This is even more interesting. It means that in such fields the majority
of the articles -- note that we are almost certainly not talking about
unrefereed preprints here but about peer-reviewed postprints -- are being
self-archived already, so the only thing that remains to be done is to
deposit (or harvest) them into the author's own OAI-compliant IR rather
than a random website, to maximise visibility, harvestability, and impact.

> "The enormously powerful sorts of data mining and number crunching
> that are already taken for granted as applied to the open-access
> genomics databases can be applied to the full text"

Indeed. And semantic and scientometric analyses too (though article texts are
not quite the same thing as the research data on which the articles are based,
hence the analogy with the genomics data base may be a bit misleading).

> "it is likely that more research communities will join some form of
> global unified archive system without the current partitioning and
> access restrictions familiar from the paper medium"

========

The task: Write out everything from "This is even" down to "a bit misleading)." in the passage on self-archiving, switching "genomics" to "proteomics".

(Region pointing data)
========

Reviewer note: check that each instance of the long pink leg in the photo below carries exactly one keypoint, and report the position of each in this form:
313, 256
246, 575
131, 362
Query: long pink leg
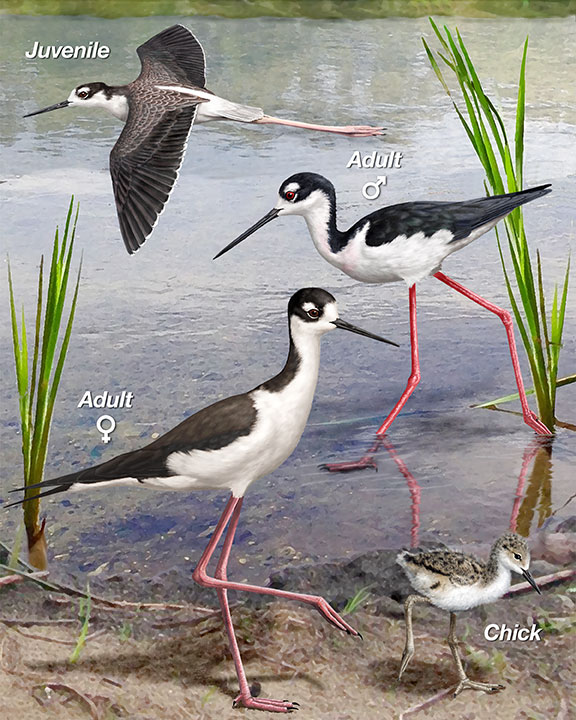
220, 582
530, 418
413, 487
245, 697
413, 380
202, 578
350, 130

========

Written solution:
This is even more interesting. It means that in such fields the majority
of the articles -- note that we are almost certainly not talking about
unrefereed preprints here but about peer-reviewed postprints -- are being
self-archived already, so the only thing that remains to be done is to
deposit (or harvest) them into the author's own OAI-compliant IR rather
than a random website, to maximise visibility, harvestability, and impact.

> "The enormously powerful sorts of data mining and number crunching
> that are already taken for granted as applied to the open-access
> proteomics databases can be applied to the full text"

Indeed. And semantic and scientometric analyses too (though article texts are
not quite the same thing as the research data on which the articles are based,
hence the analogy with the proteomics data base may be a bit misleading).